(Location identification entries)

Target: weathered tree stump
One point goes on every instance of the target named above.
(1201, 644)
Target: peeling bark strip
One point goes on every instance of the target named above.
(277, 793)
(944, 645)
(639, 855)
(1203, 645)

→ **Prompt**:
Return every line of the records above, unchanged.

→ **Worked solution**:
Target: weathered tree stump
One point goes on every instance of the target named above.
(1201, 644)
Target: peeling bark strip
One point goes on every instance of the target named above.
(277, 793)
(944, 645)
(639, 855)
(1203, 645)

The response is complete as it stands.